Your task is to find every line of the data that holds the string "hand" and copy it.

=== Section Start ===

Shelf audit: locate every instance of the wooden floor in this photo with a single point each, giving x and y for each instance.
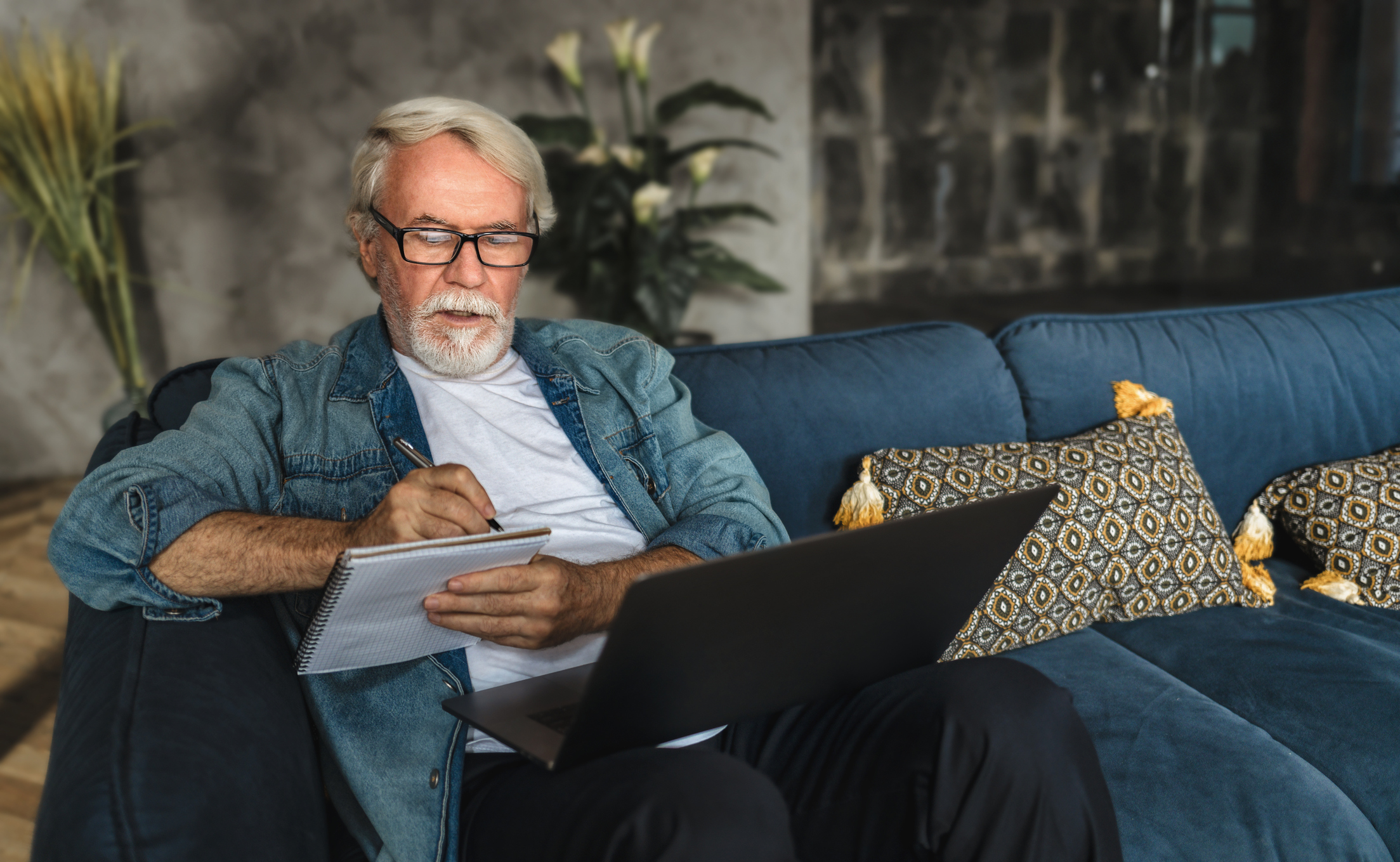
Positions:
(34, 610)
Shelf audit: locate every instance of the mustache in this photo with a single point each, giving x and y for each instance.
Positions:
(459, 301)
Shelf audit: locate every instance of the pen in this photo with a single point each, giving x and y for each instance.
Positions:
(402, 445)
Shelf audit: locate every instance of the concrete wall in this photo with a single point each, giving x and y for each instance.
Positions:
(990, 152)
(241, 198)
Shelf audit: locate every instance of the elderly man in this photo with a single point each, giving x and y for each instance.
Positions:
(579, 426)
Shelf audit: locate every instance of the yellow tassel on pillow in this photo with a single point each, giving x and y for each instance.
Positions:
(1255, 535)
(863, 504)
(1132, 399)
(1259, 581)
(1335, 587)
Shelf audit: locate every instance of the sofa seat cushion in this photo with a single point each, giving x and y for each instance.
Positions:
(1319, 676)
(1191, 780)
(1259, 391)
(808, 409)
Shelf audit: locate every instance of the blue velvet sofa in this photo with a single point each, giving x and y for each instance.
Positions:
(1226, 734)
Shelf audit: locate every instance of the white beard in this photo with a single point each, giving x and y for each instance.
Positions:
(444, 349)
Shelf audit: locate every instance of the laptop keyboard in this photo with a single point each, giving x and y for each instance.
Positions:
(559, 718)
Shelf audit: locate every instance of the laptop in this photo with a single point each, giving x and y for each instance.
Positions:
(744, 636)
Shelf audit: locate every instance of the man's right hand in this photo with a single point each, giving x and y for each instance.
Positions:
(431, 503)
(244, 554)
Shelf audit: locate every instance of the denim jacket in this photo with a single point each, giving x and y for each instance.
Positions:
(306, 431)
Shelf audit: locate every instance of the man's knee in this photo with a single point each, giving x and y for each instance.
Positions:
(1004, 695)
(698, 804)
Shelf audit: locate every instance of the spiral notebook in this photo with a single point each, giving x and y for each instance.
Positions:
(371, 612)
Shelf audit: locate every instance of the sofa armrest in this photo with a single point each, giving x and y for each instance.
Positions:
(181, 741)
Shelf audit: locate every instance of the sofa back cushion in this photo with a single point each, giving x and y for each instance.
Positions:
(808, 409)
(1259, 389)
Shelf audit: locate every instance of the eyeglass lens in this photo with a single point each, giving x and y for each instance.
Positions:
(493, 249)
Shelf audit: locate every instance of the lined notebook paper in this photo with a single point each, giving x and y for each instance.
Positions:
(373, 613)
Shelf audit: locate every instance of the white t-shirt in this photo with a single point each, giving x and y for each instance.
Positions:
(499, 424)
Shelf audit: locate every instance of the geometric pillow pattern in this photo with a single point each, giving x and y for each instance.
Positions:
(1346, 514)
(1133, 532)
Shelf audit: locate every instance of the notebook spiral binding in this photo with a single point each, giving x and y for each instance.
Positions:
(335, 585)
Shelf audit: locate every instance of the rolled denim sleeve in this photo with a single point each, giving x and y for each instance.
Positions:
(128, 511)
(717, 504)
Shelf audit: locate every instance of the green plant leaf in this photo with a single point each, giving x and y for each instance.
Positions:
(719, 265)
(573, 132)
(707, 93)
(703, 218)
(681, 154)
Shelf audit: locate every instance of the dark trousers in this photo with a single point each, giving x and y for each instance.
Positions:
(981, 759)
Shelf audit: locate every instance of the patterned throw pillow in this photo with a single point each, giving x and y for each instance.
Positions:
(1133, 532)
(1346, 514)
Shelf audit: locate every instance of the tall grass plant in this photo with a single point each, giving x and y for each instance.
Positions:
(59, 129)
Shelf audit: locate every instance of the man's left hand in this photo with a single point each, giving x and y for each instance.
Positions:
(545, 602)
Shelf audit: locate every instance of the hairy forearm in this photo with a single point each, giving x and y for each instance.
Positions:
(242, 554)
(606, 582)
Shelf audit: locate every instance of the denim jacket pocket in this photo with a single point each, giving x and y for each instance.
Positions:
(341, 489)
(639, 448)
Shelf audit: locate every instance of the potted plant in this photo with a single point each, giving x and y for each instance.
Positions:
(59, 127)
(620, 247)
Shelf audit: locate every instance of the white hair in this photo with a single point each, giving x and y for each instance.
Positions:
(492, 136)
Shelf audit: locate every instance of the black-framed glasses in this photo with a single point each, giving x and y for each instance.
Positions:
(438, 247)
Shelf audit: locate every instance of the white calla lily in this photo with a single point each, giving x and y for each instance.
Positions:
(702, 166)
(647, 200)
(563, 51)
(641, 52)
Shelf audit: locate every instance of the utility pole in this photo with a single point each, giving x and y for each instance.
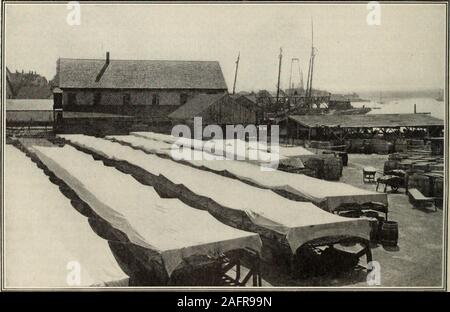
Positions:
(279, 73)
(235, 73)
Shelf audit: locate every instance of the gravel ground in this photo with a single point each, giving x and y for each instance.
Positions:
(416, 262)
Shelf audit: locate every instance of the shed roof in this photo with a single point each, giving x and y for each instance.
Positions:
(140, 74)
(367, 121)
(195, 106)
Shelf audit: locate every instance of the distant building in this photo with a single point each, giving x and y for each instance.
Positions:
(339, 102)
(147, 89)
(10, 93)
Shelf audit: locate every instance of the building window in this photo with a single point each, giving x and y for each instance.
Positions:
(126, 99)
(155, 99)
(72, 99)
(183, 98)
(97, 98)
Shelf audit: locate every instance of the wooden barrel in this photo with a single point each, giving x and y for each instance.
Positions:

=== Section End ===

**FINISHED EXERCISE**
Shelf audit: locate every instance of the man's right hand in this photo with a single point each, giving x and y for each instance.
Shelf audit: locate every instance of the man's left hand in this photo with a single point each, giving x and y for each instance.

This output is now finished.